▶ _WORK TO COMPLETE_
An identical reprint of the entire listing below is expected.

▶ _STORED DATA_
_____
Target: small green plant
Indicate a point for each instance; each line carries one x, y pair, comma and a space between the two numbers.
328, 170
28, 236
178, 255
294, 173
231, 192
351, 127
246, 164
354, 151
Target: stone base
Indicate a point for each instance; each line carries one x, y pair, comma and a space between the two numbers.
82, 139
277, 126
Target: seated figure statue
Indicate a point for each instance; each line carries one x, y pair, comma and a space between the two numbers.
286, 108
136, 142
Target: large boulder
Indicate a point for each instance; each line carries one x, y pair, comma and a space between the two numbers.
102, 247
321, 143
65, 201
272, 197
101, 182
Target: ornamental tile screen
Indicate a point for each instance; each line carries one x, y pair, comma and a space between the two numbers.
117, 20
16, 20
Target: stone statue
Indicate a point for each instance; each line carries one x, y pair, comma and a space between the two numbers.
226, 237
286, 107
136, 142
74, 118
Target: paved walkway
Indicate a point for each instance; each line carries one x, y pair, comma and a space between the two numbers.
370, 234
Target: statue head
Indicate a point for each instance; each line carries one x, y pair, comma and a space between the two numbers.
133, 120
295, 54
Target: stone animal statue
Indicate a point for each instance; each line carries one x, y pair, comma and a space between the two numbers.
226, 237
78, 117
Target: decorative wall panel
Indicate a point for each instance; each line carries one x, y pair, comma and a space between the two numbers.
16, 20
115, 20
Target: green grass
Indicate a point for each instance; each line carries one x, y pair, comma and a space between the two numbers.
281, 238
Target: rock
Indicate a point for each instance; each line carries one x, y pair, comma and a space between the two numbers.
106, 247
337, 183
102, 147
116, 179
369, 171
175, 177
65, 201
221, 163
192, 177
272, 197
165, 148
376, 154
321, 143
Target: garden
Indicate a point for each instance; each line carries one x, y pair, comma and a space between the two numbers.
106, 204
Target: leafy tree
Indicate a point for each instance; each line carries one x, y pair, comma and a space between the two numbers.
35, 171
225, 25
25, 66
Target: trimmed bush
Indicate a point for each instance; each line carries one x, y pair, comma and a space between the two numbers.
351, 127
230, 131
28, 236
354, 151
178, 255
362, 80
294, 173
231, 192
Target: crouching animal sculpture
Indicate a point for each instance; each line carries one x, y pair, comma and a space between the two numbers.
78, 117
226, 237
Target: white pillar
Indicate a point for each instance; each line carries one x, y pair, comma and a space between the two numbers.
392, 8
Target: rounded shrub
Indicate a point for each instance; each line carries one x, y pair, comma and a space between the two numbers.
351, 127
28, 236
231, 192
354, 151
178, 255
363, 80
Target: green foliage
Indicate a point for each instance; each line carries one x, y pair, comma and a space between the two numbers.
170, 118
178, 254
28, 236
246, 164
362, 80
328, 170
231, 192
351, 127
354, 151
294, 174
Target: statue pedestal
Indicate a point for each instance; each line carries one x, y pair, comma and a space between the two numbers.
_____
▶ _WRITTEN REPLY_
Target: small green plant
Indicate a point for each instance; each line carries one x, y pair, comma and a space between the two numbers.
328, 170
28, 236
178, 255
294, 173
231, 192
351, 127
246, 164
354, 151
Target: stone base
Indicate a point for each instance; each line carries one x, y pair, comma and a space between the two numbers.
82, 139
277, 126
Target: seated figure statue
Indicate a point for each instance; each line carries one x, y pair, comma and a space between the two numbers.
286, 108
136, 142
Target: large boulder
Indicate a point for each instance; each line carries one x, y pair, comma and a space between the two numbers.
102, 247
321, 143
65, 201
272, 197
101, 182
Target: ornamental tile screen
Indicate a point for each instance; each line carries one x, y pair, comma and a space between the two numbers.
117, 20
16, 20
Target: stone statue
Indicate a point for each instance; each line carries one x, y pair, comma and a space between the two numbers.
226, 237
286, 107
136, 142
74, 118
Target: paved walkway
Indicate a point for each instance; each line carries one x, y pair, comma and a space between the two numbers.
370, 234
Target: statue head
Indicate a point for each instance; each line carries one x, y pair, comma and a space between the two numbers.
133, 120
295, 54
Target: stone animal statue
Indicate a point for each instance; each line carries one x, y pair, comma and a space between the two numbers.
226, 237
78, 117
Target: decorative wall panel
Indicate a point for each instance; each line carries one x, y pair, comma and a space between the two numbers.
16, 20
115, 20
Target: green grass
Indicate a point for each instance; each line carries one x, y pair, comma and a space between the two numbers.
281, 238
Target: rock
Indicate a point for each instance; each line carries one x, y pair, comma and a space between the two numbers.
106, 247
337, 183
102, 147
116, 179
369, 171
175, 177
65, 201
221, 163
192, 177
272, 197
165, 148
376, 154
321, 143
Target: garden
Indicate a point for each instance; each line carries one x, y pair, comma and a space between the two numbers.
106, 204
Target: leafy tree
Indicate a point for each instance; each line carries one x, y pair, comma and a space between the two numbers.
35, 171
225, 25
25, 66
Target: trimmed bush
Indicate a point for each instance; each line carries one x, y pair, comma and a space between the two numbers.
351, 127
230, 131
28, 236
354, 151
178, 255
362, 80
294, 173
231, 192
Target: crouching animal sculpture
Indicate a point for each instance; each line carries one x, y pair, comma and a space between the two numbers.
78, 117
226, 237
Target: white pillar
Indicate a point for each instance; each line carries one x, y pair, comma and a space between the two numbers.
392, 8
Target: rounded shrub
Indicate a point for each instance; each line carries one x, y pair, comma and a space between the two numbers.
351, 127
28, 236
231, 192
354, 151
178, 255
363, 80
Target: green foliage
Indicate a point for each instance; each line carries one x, y pair, comma and a space between the two numbers.
170, 118
178, 254
28, 236
246, 164
362, 80
328, 170
231, 192
351, 127
354, 151
294, 174
Target: statue pedestal
Indicate a point for each instance; each line carries one x, y pair, comma and a space between the two numbers.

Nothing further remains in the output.